Tareas a realizar:
1. Reproduce literalmente el tramo del texto sobre la responsabilidad que va desde "Pues bien, cuando" hasta "y cruel expresión.".
2. Resume en una versión más breve el párrafo del texto sobre la responsabilidad que empieza con "Por paradójico que pueda resultar", conservando sus datos principales.
3. Continúa el texto sobre la responsabilidad a partir del punto en que termina.

Pasaje facilitado:
# # #
Pues bien, cuando nació Darío, mi primer hijo, comenzé a confundir su nombre, de manera que a Darío lo llamaba Antonio y a este, Darío. No podía evitarlo, y ¡aún sigue ocurriéndome treinta y un años después! A nivel inconsciente mi mente debe de confundir el objeto natural de mi responsabilidad paterna con aquel bebé que, siendo yo mismo un niño, había tomado inopinadamente a mi cargo.
Para el hiperrresponsable (así, con tres erres), su peor juez es él mismo, de manera que el imperativo categórico* que, según Kant, la razón pura práctica, como magistrado imparcial e implacable, se autoimpone —la conciencia moral o superego en la versión freudiana— adquiere en él su más depurada, genuina y cruel expresión.
Por paradójico que pueda resultar, a las personas responsables nos es muy trabajoso ostentar cargos de responsabilidad y, sobre todo, salir de ellos indemnes. El afán de perfeccionismo, el deseo de agradar, el excesivo amor propio, la fidelísima sujeción a las normas, nos hacen sufrir en demasía, y podemos concluir nuestra experiencia gestora como el rosario de la aurora. Mi padre fue concejal y teniente de alcalde —sea esto lo que sea— del Ayuntamiento de Andújar durante la posguerra y, al no estar dispuesto a transigir con ciertos enjuagues, acabó teniendo que refugiarse durante una temporada en Madrid (donde tenía negocio y casa) por consejo del alcalde Tomás Escribano. Evitaba así caer víctima de las arteras artimañas que contra él tramaba un alto cargo del autocrático Régimen que no admitía contratiempos ni remilgos morales. Siempre nos recomendó con insistencia vehemente no entrar en política, pues, según nos decía, en ella solo anidan las malas artes.
# # #
Datos recopilados
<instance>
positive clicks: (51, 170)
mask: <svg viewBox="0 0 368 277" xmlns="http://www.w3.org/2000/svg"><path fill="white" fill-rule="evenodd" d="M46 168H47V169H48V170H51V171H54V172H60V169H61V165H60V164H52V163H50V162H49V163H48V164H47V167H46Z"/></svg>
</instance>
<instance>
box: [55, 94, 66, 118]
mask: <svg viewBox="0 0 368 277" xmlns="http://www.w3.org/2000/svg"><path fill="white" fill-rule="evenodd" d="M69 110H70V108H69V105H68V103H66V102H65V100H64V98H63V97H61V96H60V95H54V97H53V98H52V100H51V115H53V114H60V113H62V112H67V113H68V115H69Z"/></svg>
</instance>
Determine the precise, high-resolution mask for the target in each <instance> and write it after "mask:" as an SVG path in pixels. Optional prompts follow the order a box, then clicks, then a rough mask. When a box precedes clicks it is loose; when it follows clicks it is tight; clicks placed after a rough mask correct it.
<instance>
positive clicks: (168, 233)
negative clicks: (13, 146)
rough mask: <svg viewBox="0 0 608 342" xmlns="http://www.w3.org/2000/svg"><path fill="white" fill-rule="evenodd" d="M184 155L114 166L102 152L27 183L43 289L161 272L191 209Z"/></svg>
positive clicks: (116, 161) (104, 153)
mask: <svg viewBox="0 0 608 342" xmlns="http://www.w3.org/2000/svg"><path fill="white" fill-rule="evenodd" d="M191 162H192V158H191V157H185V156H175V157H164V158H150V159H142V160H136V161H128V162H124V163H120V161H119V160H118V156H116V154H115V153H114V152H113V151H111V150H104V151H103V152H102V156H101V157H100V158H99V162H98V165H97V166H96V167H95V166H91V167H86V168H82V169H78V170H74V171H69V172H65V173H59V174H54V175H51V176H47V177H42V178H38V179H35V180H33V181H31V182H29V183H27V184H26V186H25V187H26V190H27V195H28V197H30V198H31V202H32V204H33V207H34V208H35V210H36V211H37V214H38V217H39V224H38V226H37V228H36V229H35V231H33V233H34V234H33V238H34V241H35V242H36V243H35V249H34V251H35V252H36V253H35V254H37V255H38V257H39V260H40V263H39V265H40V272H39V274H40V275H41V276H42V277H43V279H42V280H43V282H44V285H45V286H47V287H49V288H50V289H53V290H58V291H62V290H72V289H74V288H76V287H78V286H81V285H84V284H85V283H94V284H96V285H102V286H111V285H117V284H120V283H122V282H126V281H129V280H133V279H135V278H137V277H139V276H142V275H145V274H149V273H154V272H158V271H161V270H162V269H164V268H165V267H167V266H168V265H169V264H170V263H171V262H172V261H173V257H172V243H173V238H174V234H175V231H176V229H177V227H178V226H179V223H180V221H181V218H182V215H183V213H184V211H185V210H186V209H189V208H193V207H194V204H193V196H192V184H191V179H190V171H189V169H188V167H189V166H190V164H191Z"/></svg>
# # #
Resultados por tarea:
1.
Pues bien, cuando nació Darío, mi primer hijo, comenzé a confundir su nombre, de manera que a Darío lo llamaba Antonio y a este, Darío. No podía evitarlo, y ¡aún sigue ocurriéndome treinta y un años después! A nivel inconsciente mi mente debe de confundir el objeto natural de mi responsabilidad paterna con aquel bebé que, siendo yo mismo un niño, había tomado inopinadamente a mi cargo.
Para el hiperrresponsable (así, con tres erres), su peor juez es él mismo, de manera que el imperativo categórico* que, según Kant, la razón pura práctica, como magistrado imparcial e implacable, se autoimpone —la conciencia moral o superego en la versión freudiana— adquiere en él su más depurada, genuina y cruel expresión.

2. A las personas responsables les cuesta mucho ocupar cargos de responsabilidad y, sobre todo, salir indemnes de ellos. El perfeccionismo, el deseo de agradar, el amor propio excesivo y la estricta sujeción a las normas les hacen sufrir demasiado. El padre de quien narra fue concejal y teniente de alcalde del Ayuntamiento de Andújar durante la posguerra. Por no querer transigir con ciertos enjuagues, tuvo que refugiarse una temporada en Madrid, donde tenía negocio y casa, por consejo del alcalde Tomás Escribano. Así evitó las artimañas que tramaba contra él un alto cargo del Régimen. Siempre recomendó con insistencia no entrar en política, porque en ella solo anidan las malas artes.

3.
A estos sujetos hay que liberarlos de la tiranía del deber que a sí mismos se imponen y que les persigue despiertos y aun dormidos todos los días de su vida, todos y cada uno de ellos. Hay que encomiarles en el dolce far niente, educarlos en una saludable y despreocupada indolencia y liviandad, haciéndoles ver que, a veces, es conveniente incumplir ciertas normas menores, aplazar compromisos, dejar pasar de largo algunos problemas, hacer lo contrario de lo que se espera que hagan y saber que es necesario aceptar sin amargura, con naturalidad, las críticas, el desapego, la disrupción, la entropía, los errores, las imperfecciones...
Y digo bien, todos los días de su vida. Cuando mi padre, con 92 años, yacía en su lecho de muerte en una larga convalecencia que le mantuvo lúcido, pero casi inmóvil durante siete meses, un médico amigo nos dijo que las personas como mi padre sentían el abrumador peso de la responsabilidad familiar hasta el final, y nos aconsejó que, utilizando las mejores y más amorosas formas, ensayáramos con él la última despedida, haciéndole ver, al mismo tiempo, que podía irse tranquilo, que todo estaba en orden para su partida... Así lo hicimos. Mi padre falleció en paz, mientras dormía, en la mañana del 8 de septiembre de 1997.
* "Obra según una norma de tal naturaleza que puedas desear que se torne en ley universal"; o, dicho de otra forma, que el único móvil de tu acción sea siempre el deber y nada más que el deber.